(Dataset entries)
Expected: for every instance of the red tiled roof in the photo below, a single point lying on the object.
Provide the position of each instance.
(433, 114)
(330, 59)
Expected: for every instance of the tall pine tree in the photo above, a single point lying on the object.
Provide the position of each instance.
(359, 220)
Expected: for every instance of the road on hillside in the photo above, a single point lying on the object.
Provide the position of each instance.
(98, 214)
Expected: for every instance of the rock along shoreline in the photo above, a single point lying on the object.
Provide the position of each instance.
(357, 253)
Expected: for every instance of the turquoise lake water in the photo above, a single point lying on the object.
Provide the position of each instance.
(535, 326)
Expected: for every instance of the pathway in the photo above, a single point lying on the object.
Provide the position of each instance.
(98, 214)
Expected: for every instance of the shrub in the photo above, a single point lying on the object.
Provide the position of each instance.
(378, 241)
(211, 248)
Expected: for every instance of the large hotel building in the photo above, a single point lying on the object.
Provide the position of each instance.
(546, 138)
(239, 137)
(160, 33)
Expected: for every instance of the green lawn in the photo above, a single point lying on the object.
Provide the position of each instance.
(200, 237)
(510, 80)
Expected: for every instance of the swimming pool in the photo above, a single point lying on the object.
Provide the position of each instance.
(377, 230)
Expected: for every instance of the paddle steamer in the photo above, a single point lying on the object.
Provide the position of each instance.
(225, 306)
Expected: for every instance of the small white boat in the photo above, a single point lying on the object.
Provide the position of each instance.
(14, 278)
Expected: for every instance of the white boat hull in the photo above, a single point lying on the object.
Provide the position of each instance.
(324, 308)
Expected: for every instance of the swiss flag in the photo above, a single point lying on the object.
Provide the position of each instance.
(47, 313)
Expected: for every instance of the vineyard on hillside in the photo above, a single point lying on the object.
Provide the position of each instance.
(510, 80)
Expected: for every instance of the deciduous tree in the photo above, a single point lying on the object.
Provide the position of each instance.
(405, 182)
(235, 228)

Requirement: Write out only what runs from the line holding "Expected: for every instance of the road" through the last line of the records, exactly as shown.

Full output:
Expected: for every instance of the road on hillside in the photo above, a single point lying on the object.
Provide the position of each instance.
(98, 214)
Expected: for every instance of the rock along shoreline in the photo above, a single point lying on the object.
Provide the position of each instance.
(357, 253)
Expected: for every instance of the turquoise lake water in the photo above, a single point lying on the object.
Provide the position of each instance.
(535, 326)
Expected: for every instance of the pathway in the photo above, a single point lying on the object.
Provide the position of each instance.
(98, 214)
Expected: for every instance of the shrub in the photo above, a single point lying on the object.
Provide the position of each instance.
(378, 241)
(211, 248)
Expected: for every instance of the large hotel building in the photo above, a single point lying on the object.
Provide the position of each instance.
(546, 138)
(239, 137)
(160, 33)
Expected: for every instance of the green lawn in the photo above, a single point lying on the object.
Provide the position of each instance.
(200, 237)
(510, 80)
Expected: for every instance of the swimming pool in the photo above, a single point lying on the object.
Provide the position of each instance.
(377, 230)
Expected: for every instance of the paddle steamer in the photo above, a single point lying on the object.
Provide the position of each instance.
(225, 306)
Expected: for every instance of the small white boat in the photo above, a single point lying on the object.
Provide the position of each instance.
(14, 278)
Expected: for every instance of the white boat hull in the photo above, a single point lying on the object.
Provide the position of each instance.
(324, 308)
Expected: for every instance of the swiss flag in the photo above, a single point lying on the object.
Provide the position of each instance.
(47, 313)
Expected: for every instance of the vineyard on hillside in the photo above, a single point lying on the object.
Provide the position of each instance.
(510, 80)
Expected: for every instance of the deciduous tree in the photo above, a single point lying on the object.
Provide the position of each instance.
(405, 182)
(235, 228)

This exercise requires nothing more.